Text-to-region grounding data
┌──

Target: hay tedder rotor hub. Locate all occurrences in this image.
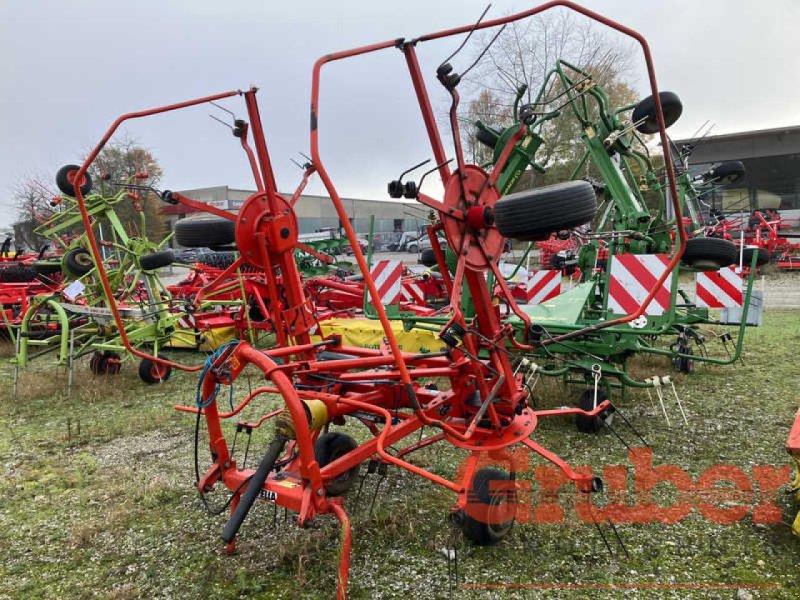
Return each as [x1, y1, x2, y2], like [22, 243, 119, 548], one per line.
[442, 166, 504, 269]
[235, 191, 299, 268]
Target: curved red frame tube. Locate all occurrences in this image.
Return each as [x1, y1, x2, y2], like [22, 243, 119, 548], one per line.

└──

Your instructions:
What is needed is an exact output of the records above, with every picture left out.

Solution:
Target: hay tedder rotor hub. Locate all occurrences in this image.
Return each as [x1, y1, x2, y2], like [22, 243, 119, 548], one per line.
[442, 166, 504, 269]
[235, 191, 299, 268]
Target: curved red frame tube. Locate all occurrences in this image.
Return each as [x1, y1, x2, y2], like [22, 243, 119, 548], one per line.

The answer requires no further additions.